[Stored records]
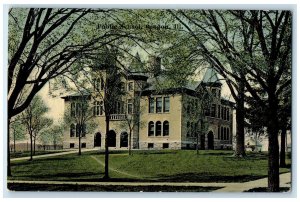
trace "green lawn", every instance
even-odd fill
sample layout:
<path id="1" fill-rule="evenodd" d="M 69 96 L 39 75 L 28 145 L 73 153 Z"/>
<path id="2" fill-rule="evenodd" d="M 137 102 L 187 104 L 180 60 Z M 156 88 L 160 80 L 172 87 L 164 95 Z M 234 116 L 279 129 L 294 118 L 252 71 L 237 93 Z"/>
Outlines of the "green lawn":
<path id="1" fill-rule="evenodd" d="M 103 152 L 17 161 L 9 179 L 103 181 L 103 163 Z M 109 163 L 111 181 L 242 182 L 267 176 L 265 153 L 240 159 L 232 151 L 200 151 L 199 156 L 191 150 L 113 152 Z"/>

WHAT THE EXERCISE ASKS:
Give again, please, precisely the lines that begin the records and run through the line with "75 L 28 145" in it, keeping both end lines and dropping any pictures.

RESULT BELOW:
trace "green lawn", every instance
even-odd fill
sample layout:
<path id="1" fill-rule="evenodd" d="M 69 96 L 39 75 L 28 145 L 73 153 Z"/>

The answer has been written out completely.